• **DIRECTIONS FOR THIS TASK**
Can you rewrite the stretch of the patent page from "Description" through "a measuring device.", with "disclosure" in place of "invention" each time it occurs?

• **TEXT PROVIDED**
+ + + +

US20200386580A1

US20200386580A1 - Scale element for an optical measuring device

Info

Publication number: US20200386580A1
Application number: US16/971,569
Authority: US
Inventors: Rainer Glöß
Original assignee: Physik Instrumente PI GmbH and Co KG
Current assignee: Physik Instrumente PI GmbH and Co KG
Priority date: 2018-02-21
Filing date: 2019-02-19
Publication date: 2020-12-10
Also published as: WO2019161843A1; CN111868481A; SG11202007902TA; JP3240411U; IL276829A; IL276829B2; IL276829B1; JP2021514471A; KR20200121346A; DE102018103869B3; EP3755973A1; EP3755973B1

Abstract

The present disclosure refers to a scale element for an optical measuring device having an incremental encoder and an interferometric sensor system, the scale element having a reflection layer on one of the surfaces of the scale element, which reflection layer is provided to cooperate with the interferometric sensor system, and the scale element further having a material measure, which is arranged in a direction pointing away from and spaced apart from the reflection layer and is provided to cooperate with the incremental sensor system, the reflection layer being configured and designed in such a way that the reflection layer is transmissive for light of certain wavelengths and reflective for other wavelengths.

Description

The invention refers to a scale element for an optical measuring device comprising two different sensor systems, namely an incremental encoder and an interferometric sensor system, according to claims 1 to 4. Furthermore, the invention refers to a positioning device with such a measuring device.

+ + + +

• **AVAILABLE DATA**
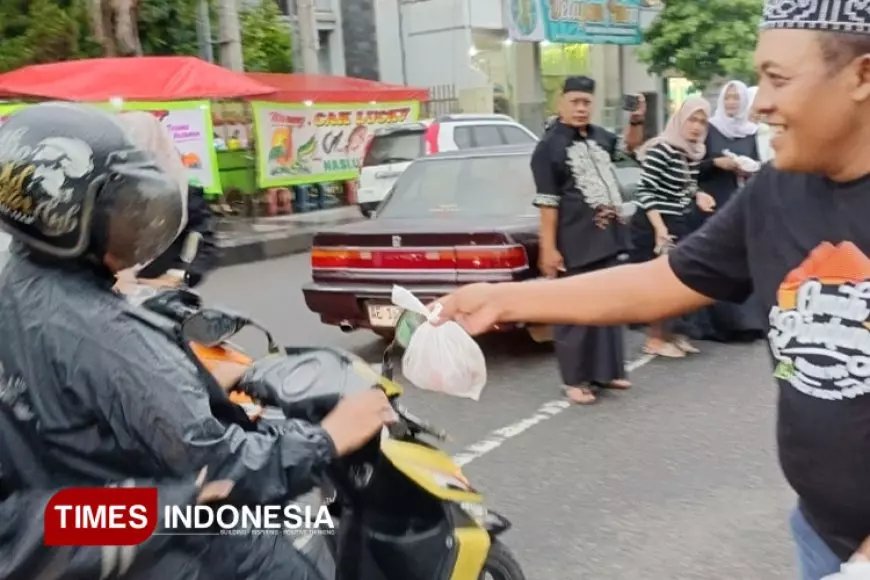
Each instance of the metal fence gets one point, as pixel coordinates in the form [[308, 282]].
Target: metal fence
[[443, 100]]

+ + + +

• **WRITTEN SOLUTION**
Description

The disclosure refers to a scale element for an optical measuring device comprising two different sensor systems, namely an incremental encoder and an interferometric sensor system, according to claims 1 to 4. Furthermore, the disclosure refers to a positioning device with such a measuring device.